*提示文*.
------------------------------

先日、日テレのバラエティ番組

仏像が好きすぎるアイドル

としてアンジュルムのリーダー
和田彩花さんが出演されました。

毎週アクの強い芸能人の方々が
自分の行き過ぎ・やり過ぎな行いを
反省しにやってくる番組。

超攻撃的芸人のツートップともいえる
有吉弘行さんとバカリズム升野さんという、

アイドルの手荒な扱い(笑)については
右に出るもの無しのお二人に、
和田さんもコッテリ絞られたご様子。

当日はアイドルの大先輩
大場久美子さんのファンクラブという
あまりに強力すぎるネタもあり、

爪痕を残すという点では
やや不満の残る結果に
終わったかもしれません。




和田さんの仏像や絵画に対する
愛情や熱心さが本物であることは、
我々ファンならば誰もがよく知るところ。

番組ではバカリズム升野さんの
「キャラ付けの一環」
みたいな言われように
和田さんもご不満の表情でしたが(笑)

美術について本気で学びたい
と思わなければ、
大学に進んで美術史を専攻するなんて
なかなかできることではありません。

でも番組の限られた時間の中で
和田さんの熱い思いを伝えるには、
知識も技術も経験もまだまだ足りなかった、
といったところでしょうか。




歌やダンスと同じで、
トークにおいても
自分の思いを正しく伝えるには
技術が要ります。

何事も心を込めなければ
人の心を動かすことはできませんが、

どんなに心を込めても
ただがむしゃらに
歌ったり踊ったりするだけでは
ファンの皆さんの心には届きません。

だからこそ、
人は日々のレッスンの中で技を磨きます。

和田さんの美術トークも同じこと。

ただ「好き好き大好き」では
みんなその圧に押されて引くばかりで、

人々に絵画や仏像の魅力を
正しく伝えることはできません。

美術を愛する心と
それにまつわる高度な知識、

そしてそれを知らない人にも
わかりやすく伝える巧みな話術。

技と心が一体となって初めて
自分の思いを正しく伝えることができるし、
人々の心を動かすことができるのです。

------------------------------

*課題の目的*. 和田彩花さんのバラエティ番組出演と美術トークを扱った文章を、最後の一文に続けて書き進めてください。

------------------------------

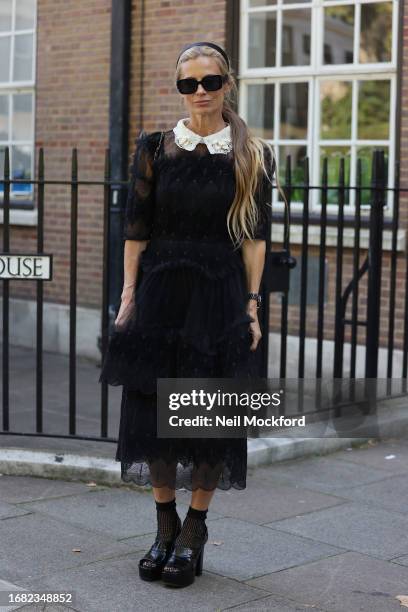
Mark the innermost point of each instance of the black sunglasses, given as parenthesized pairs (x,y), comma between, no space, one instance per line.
(211,82)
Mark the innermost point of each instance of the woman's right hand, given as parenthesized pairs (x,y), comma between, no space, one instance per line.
(126,301)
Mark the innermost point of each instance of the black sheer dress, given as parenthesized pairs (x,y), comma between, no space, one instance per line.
(188,313)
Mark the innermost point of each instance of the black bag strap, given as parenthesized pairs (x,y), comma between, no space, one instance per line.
(158,146)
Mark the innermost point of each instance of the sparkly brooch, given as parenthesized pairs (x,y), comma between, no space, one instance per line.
(219,142)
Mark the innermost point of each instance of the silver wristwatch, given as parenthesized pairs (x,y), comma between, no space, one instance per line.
(255,296)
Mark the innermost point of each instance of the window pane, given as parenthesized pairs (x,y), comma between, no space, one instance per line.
(25,13)
(296,25)
(338,35)
(297,155)
(260,110)
(261,2)
(22,117)
(334,155)
(373,109)
(335,98)
(376,32)
(5,58)
(4,117)
(294,110)
(5,15)
(366,156)
(23,57)
(21,168)
(262,40)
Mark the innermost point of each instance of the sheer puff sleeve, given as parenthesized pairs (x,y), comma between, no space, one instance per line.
(263,199)
(139,210)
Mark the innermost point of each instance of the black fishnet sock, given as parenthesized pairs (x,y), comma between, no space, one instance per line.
(193,529)
(167,520)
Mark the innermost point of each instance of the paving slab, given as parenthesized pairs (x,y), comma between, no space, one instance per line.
(390,494)
(275,604)
(323,474)
(9,510)
(30,488)
(116,583)
(116,512)
(353,526)
(33,545)
(343,583)
(262,502)
(390,455)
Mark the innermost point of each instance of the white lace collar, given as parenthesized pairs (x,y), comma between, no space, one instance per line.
(219,142)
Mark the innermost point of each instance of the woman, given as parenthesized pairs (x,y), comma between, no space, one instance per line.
(196,222)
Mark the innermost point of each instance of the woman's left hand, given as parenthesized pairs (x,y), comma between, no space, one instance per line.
(254,328)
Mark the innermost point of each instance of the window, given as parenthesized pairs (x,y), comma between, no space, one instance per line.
(317,79)
(17,81)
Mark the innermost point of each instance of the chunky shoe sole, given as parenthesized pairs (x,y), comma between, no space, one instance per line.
(150,573)
(183,578)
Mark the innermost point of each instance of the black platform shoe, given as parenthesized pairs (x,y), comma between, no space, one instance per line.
(151,565)
(184,563)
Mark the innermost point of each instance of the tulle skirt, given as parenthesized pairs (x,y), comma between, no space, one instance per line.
(187,319)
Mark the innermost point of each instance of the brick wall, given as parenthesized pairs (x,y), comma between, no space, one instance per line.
(72,110)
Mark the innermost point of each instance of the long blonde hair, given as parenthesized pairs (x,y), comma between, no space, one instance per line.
(249,154)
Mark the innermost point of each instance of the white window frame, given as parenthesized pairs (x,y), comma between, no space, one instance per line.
(20,87)
(314,74)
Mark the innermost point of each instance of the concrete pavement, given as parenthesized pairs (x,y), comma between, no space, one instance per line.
(324,533)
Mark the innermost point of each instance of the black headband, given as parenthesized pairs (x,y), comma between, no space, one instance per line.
(206,44)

------------------------------

*記述回答*.
今回、芸能界の荒波の中で
猛者どもに揉まれたことは、
和田さんにとって良い経験に
なったのではないでしょうか。




赤ん坊がゆりかごを出たら
元には戻れないように、

美術の道を志したからには、
いつまでもただ好きなだけの
子供ではいられません。

学芸員を目指す和田さんにとっては、
世の人々にわかりやすく
美術の魅力を伝えるのも役割の一つ。

和田さんがキラキラと目を輝かせながら
仏像や絵画のお話に
夢中になっている姿をみれば、

美術のことがわからない人でも
その思いは感じ取れます。

あとはその思いを正しく伝えられるように、

周りの人をポカーンとさせないように(笑)、

今回の反省を活かして、
これからたくさん勉強して、
たくさん経験を積んで、
技と心を磨いていってほしいと願います。


いつの日か有吉さんや升野さんに、
テレビを観ているお茶の間の皆様に、
ちょっと仏像を観に足を運んでみようか
と思って頂けたら素敵ですね。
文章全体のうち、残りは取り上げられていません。